Some records
[START]

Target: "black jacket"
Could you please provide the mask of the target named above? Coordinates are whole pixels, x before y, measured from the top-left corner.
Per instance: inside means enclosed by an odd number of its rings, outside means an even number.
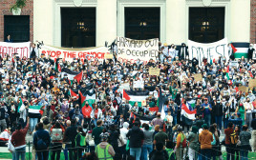
[[[68,127],[68,129],[65,130],[63,141],[72,142],[72,145],[75,146],[75,139],[77,134],[76,129],[76,126]]]
[[[150,160],[168,160],[168,153],[166,150],[153,150],[150,154],[149,154],[149,158]]]
[[[222,103],[212,103],[212,112],[215,116],[223,116],[224,110],[223,110],[223,104]]]
[[[130,139],[130,148],[141,148],[142,140],[144,140],[144,133],[139,127],[134,126],[129,130],[126,136]]]

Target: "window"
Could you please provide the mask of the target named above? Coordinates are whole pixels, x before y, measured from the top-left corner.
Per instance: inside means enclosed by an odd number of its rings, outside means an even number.
[[[30,15],[4,16],[5,40],[10,34],[13,42],[30,41]]]
[[[96,46],[96,8],[61,8],[61,46]]]
[[[189,39],[212,43],[224,37],[224,8],[189,8]]]
[[[160,38],[160,8],[125,8],[125,36],[131,39]]]

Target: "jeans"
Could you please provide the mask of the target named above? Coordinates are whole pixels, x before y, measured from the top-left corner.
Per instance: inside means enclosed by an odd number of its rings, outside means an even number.
[[[52,144],[52,150],[52,150],[51,160],[55,159],[55,154],[56,154],[56,160],[59,160],[61,148],[62,148],[62,143],[53,143]]]
[[[16,160],[16,153],[15,153],[15,151],[12,151],[11,154],[12,154],[12,160]]]
[[[250,130],[250,124],[251,124],[251,120],[252,120],[252,112],[246,112],[246,119],[245,119],[245,123],[248,126],[248,130]]]
[[[196,159],[196,151],[191,149],[191,148],[188,148],[188,156],[189,156],[189,160],[194,160]]]
[[[38,118],[30,118],[30,130],[32,131],[35,128],[35,125],[38,122]]]
[[[147,160],[147,155],[153,150],[153,145],[143,145],[141,151],[141,160]]]
[[[220,130],[222,130],[223,128],[222,121],[223,121],[223,116],[215,116],[215,122]]]
[[[240,160],[248,160],[248,150],[240,150]]]
[[[226,160],[235,160],[235,147],[233,145],[226,145],[225,146],[226,150]]]
[[[38,160],[48,160],[49,151],[37,151],[36,152]]]
[[[92,119],[92,123],[93,123],[95,126],[96,126],[96,121],[97,121],[96,118],[95,118],[94,120]]]
[[[135,157],[136,160],[140,159],[141,148],[130,148],[130,155]]]
[[[2,128],[2,130],[1,130]],[[7,122],[6,119],[0,120],[0,131],[4,131],[7,129]]]
[[[211,159],[211,150],[203,149],[201,150],[202,160],[210,160]]]
[[[16,160],[19,160],[19,156],[21,160],[25,160],[25,154],[26,154],[26,147],[15,149],[15,157]]]
[[[177,115],[173,115],[173,124],[174,126],[177,124]]]
[[[203,119],[208,126],[211,125],[211,114],[203,114]]]

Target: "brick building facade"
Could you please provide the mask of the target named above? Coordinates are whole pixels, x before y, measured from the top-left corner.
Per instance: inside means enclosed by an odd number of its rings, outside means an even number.
[[[0,0],[0,41],[5,41],[5,15],[12,15],[11,7],[16,0]],[[33,0],[27,0],[20,15],[30,16],[30,41],[33,42]]]

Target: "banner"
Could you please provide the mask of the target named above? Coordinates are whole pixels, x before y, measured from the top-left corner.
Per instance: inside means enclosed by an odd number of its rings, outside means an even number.
[[[225,57],[226,61],[229,59],[227,38],[222,39],[214,43],[198,43],[191,40],[187,41],[189,59],[192,60],[194,57],[199,60],[200,65],[202,64],[203,58],[207,58],[207,61],[217,60],[220,56]]]
[[[20,58],[26,57],[30,58],[31,56],[31,42],[22,42],[22,43],[8,43],[0,42],[0,55],[6,57],[10,55],[11,58],[18,56]],[[17,53],[14,55],[14,53]]]
[[[149,75],[160,76],[160,69],[158,69],[158,68],[149,68]]]
[[[236,68],[239,67],[238,61],[230,61],[229,62],[229,68],[233,68],[233,67],[236,67]]]
[[[117,38],[117,60],[136,63],[138,59],[146,63],[159,55],[159,39],[135,40],[125,37]]]
[[[73,61],[74,58],[80,58],[81,60],[97,58],[99,61],[103,61],[104,55],[109,53],[109,50],[105,47],[70,49],[44,45],[40,50],[40,54],[42,53],[53,59],[57,57],[62,58],[63,61]]]
[[[203,81],[202,73],[198,73],[194,75],[195,82]]]
[[[134,81],[134,89],[143,89],[144,88],[144,81]]]
[[[256,79],[249,79],[249,88],[256,87]]]
[[[238,87],[238,90],[244,91],[244,92],[248,92],[248,88],[245,86],[240,86],[240,87]]]

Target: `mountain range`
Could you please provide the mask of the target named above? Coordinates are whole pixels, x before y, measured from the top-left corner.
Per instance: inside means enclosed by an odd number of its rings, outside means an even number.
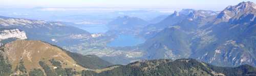
[[[160,31],[140,48],[148,59],[191,58],[219,66],[255,66],[255,7],[248,2],[229,6],[218,14],[175,12],[157,23],[158,28],[146,27],[148,31]],[[173,17],[179,18],[170,19]]]

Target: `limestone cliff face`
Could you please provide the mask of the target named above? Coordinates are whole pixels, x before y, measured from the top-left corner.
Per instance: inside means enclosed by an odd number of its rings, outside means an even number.
[[[0,46],[16,40],[27,39],[24,31],[17,28],[0,28]]]
[[[20,40],[27,39],[26,33],[17,28],[0,29],[0,41],[8,38],[14,37]]]

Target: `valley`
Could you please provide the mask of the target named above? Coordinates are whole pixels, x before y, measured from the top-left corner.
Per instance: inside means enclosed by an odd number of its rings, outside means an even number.
[[[0,75],[256,75],[254,3],[0,8]]]

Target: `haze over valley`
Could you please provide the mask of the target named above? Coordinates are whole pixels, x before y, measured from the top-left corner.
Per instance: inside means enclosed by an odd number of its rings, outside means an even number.
[[[0,1],[0,75],[256,75],[254,1]]]

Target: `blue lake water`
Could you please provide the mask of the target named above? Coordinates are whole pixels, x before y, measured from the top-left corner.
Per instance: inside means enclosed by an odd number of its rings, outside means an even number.
[[[145,40],[133,35],[121,34],[107,44],[109,47],[133,46],[142,44]]]

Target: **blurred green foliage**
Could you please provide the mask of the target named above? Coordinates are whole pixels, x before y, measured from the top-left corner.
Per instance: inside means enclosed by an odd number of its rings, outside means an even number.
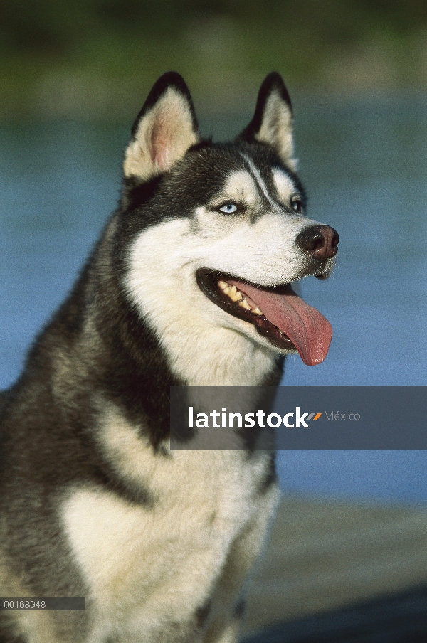
[[[120,116],[171,68],[208,106],[233,103],[272,69],[316,90],[425,86],[427,2],[0,2],[4,116]]]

[END]

SHORT EXERCISE => Convert every line of the records above into a JSON list of strings, one string per line. Omit blank lines and leave the pictures out.

TASK RESULT =>
[
  "Target: \"black jacket\"",
  "Could you please provide the mask of the target named above? Coordinates are whole pixels, x before y, measured from the top-left corner.",
  "Per instance: inside means enclosed by an odd number of its rings, outside means an even number.",
  "[[[68,127],[68,129],[65,130],[63,141],[72,142],[72,145],[75,146],[75,139],[77,134],[76,129],[76,126]]]",
  "[[[150,160],[168,160],[168,153],[166,150],[153,150],[150,154],[149,154],[149,158]]]",
  "[[[222,103],[212,103],[212,112],[215,116],[223,116],[224,110],[223,110],[223,104]]]",
  "[[[130,139],[130,148],[141,148],[142,140],[144,140],[144,133],[139,127],[134,126],[129,130],[126,136]]]",
  "Target: \"window\"",
  "Could you please provide the mask of the target named above? Coordinates are whole pixels, x before y, measured from the top-left corner.",
  "Per instance: inside means enclosed by an odd number of its rings, outside means an even number.",
  "[[[30,15],[4,16],[5,40],[10,34],[13,42],[30,41]]]",
  "[[[96,46],[96,8],[61,8],[61,46]]]",
  "[[[189,39],[212,43],[224,37],[224,8],[189,8]]]",
  "[[[160,38],[160,8],[125,8],[125,36],[131,39]]]",
  "Target: \"jeans\"",
  "Could you please provide the mask of the target named above? Coordinates are whole pixels, x before y, measured from the top-left corner.",
  "Per instance: inside means enclosed by an odd number of its rings, outside means an even number.",
  "[[[52,144],[52,150],[52,150],[51,160],[55,159],[55,154],[56,154],[56,160],[59,160],[61,148],[62,148],[62,143],[53,143]]]",
  "[[[16,160],[16,153],[15,153],[15,151],[12,151],[11,154],[12,154],[12,160]]]",
  "[[[250,130],[250,124],[251,124],[251,120],[252,120],[252,112],[246,112],[246,119],[245,119],[245,123],[248,126],[248,130]]]",
  "[[[196,159],[196,151],[191,149],[191,148],[188,148],[188,156],[189,156],[189,160],[194,160]]]",
  "[[[38,118],[30,118],[30,130],[32,131],[35,128],[35,125],[38,122]]]",
  "[[[147,160],[147,155],[153,150],[153,145],[143,145],[141,151],[141,160]]]",
  "[[[220,130],[222,130],[223,128],[222,121],[223,121],[223,116],[215,116],[215,122]]]",
  "[[[240,160],[248,160],[248,150],[240,150]]]",
  "[[[226,160],[235,160],[235,147],[233,145],[226,145],[225,146],[226,150]]]",
  "[[[38,160],[48,160],[49,151],[37,151],[36,152]]]",
  "[[[92,119],[92,123],[93,123],[95,126],[96,126],[96,121],[97,121],[96,118],[95,118],[94,120]]]",
  "[[[135,157],[136,160],[140,159],[141,148],[130,148],[130,155]]]",
  "[[[2,128],[2,130],[1,130]],[[7,122],[6,119],[0,120],[0,131],[4,131],[7,129]]]",
  "[[[211,159],[211,150],[203,149],[201,150],[202,160],[210,160]]]",
  "[[[16,160],[19,160],[19,156],[21,160],[25,160],[25,154],[26,154],[26,147],[15,149],[15,157]]]",
  "[[[177,115],[173,115],[173,124],[174,126],[177,124]]]",
  "[[[203,119],[208,126],[211,125],[211,114],[203,114]]]",
  "Target: \"brick building facade\"",
  "Could you please provide the mask of the target named above? Coordinates are whole pixels, x before y, measured from the top-left corner.",
  "Per instance: inside means enclosed by an odd number of its rings, outside means an even number.",
  "[[[0,0],[0,41],[5,41],[5,15],[12,15],[11,7],[16,0]],[[33,0],[27,0],[20,15],[30,16],[30,41],[33,42]]]",
  "Target: \"banner\"",
  "Could you please provide the mask of the target named above? Coordinates are whole pixels, x before y, measured from the top-left corner.",
  "Per instance: inside means enclosed by an odd number of its rings, outside means an even number.",
  "[[[225,57],[226,61],[229,59],[227,38],[222,39],[214,43],[198,43],[191,40],[187,41],[189,59],[192,60],[194,57],[199,60],[200,65],[202,64],[203,58],[207,58],[207,61],[217,60],[220,56]]]",
  "[[[20,58],[26,57],[30,58],[31,56],[31,42],[22,42],[22,43],[8,43],[0,42],[0,55],[6,57],[10,55],[11,58],[18,56]],[[17,53],[14,55],[14,53]]]",
  "[[[149,75],[160,76],[160,69],[158,69],[158,68],[149,68]]]",
  "[[[236,68],[239,67],[238,61],[230,61],[229,62],[229,68],[233,68],[233,67],[236,67]]]",
  "[[[117,38],[117,60],[136,63],[138,59],[146,63],[159,55],[159,39],[135,40],[125,37]]]",
  "[[[73,61],[74,58],[80,58],[81,60],[97,58],[99,61],[103,61],[104,55],[109,53],[109,50],[105,47],[70,49],[44,45],[40,50],[40,54],[42,53],[53,59],[57,57],[62,58],[63,61]]]",
  "[[[203,81],[202,73],[198,73],[194,75],[195,82]]]",
  "[[[134,81],[134,89],[143,89],[144,88],[144,81]]]",
  "[[[256,79],[249,79],[249,88],[256,87]]]",
  "[[[238,87],[238,90],[244,91],[244,92],[248,92],[248,88],[245,86],[240,86],[240,87]]]",
  "Target: `mountain range`",
  "Could you please provide the mask of the target named above? Coordinates are whole pixels, x before y, measured from the top-left corner.",
  "Per instance: inside means enclosed by an odd number of its rings, outside means an even number.",
  "[[[160,31],[140,48],[148,59],[191,58],[219,66],[255,66],[255,7],[248,2],[229,6],[218,14],[175,12],[157,23],[158,28],[146,27],[148,31]],[[173,17],[179,18],[170,19]]]",
  "Target: `limestone cliff face`",
  "Could you please provide the mask of the target named above? Coordinates are whole pixels, x before y, measured from the top-left corner.",
  "Per instance: inside means enclosed by an odd number of its rings, outside means an even number.",
  "[[[0,46],[16,40],[27,39],[24,31],[17,28],[0,28]]]",
  "[[[20,40],[27,39],[26,33],[17,28],[0,29],[0,41],[8,38],[14,37]]]",
  "Target: `valley`",
  "Could you please provide the mask of the target named above? Coordinates are whole pixels, x before y, measured from the top-left corner.",
  "Per instance: inside means enclosed by an odd number of its rings, outside means an even number.",
  "[[[0,75],[256,75],[254,3],[0,8]]]",
  "Target: `haze over valley`",
  "Could you please provide the mask of the target named above? Coordinates are whole pixels, x before y, measured from the top-left corner.",
  "Per instance: inside means enclosed by an odd number of its rings, outside means an even number.",
  "[[[0,1],[0,75],[256,75],[254,1]]]",
  "Target: `blue lake water`",
  "Could you please provide the mask of the target named above? Coordinates are whole pixels, x before y, measured from the top-left corner.",
  "Per instance: inside means enclosed by an odd number of its rings, outside means an even number.",
  "[[[145,40],[133,35],[121,34],[107,44],[109,47],[133,46],[142,44]]]",
  "Target: **blurred green foliage**",
  "Could you please provide the mask of the target named above? Coordinates are whole pixels, x before y, measured from the top-left corner.",
  "Per instance: inside means enclosed by an odd number of its rings, outside means an even number.",
  "[[[120,116],[171,68],[208,106],[233,103],[272,69],[316,90],[425,86],[427,2],[0,2],[4,116]]]"
]